Action item: Only the lines from the one that contains "each instance gets its own outline" to the end of the material below are wanted, each duplicated exactly.

BEGIN Supplied records

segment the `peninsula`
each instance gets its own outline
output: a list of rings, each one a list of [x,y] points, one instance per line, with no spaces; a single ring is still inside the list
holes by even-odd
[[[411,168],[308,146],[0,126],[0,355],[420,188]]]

END Supplied records

Written answer:
each instance gets its own outline
output: a list of rings, each one a list of [x,y] points, one instance per line, with no spaces; a single ring is still inside the list
holes by even-odd
[[[411,168],[308,146],[0,126],[0,355],[420,188]]]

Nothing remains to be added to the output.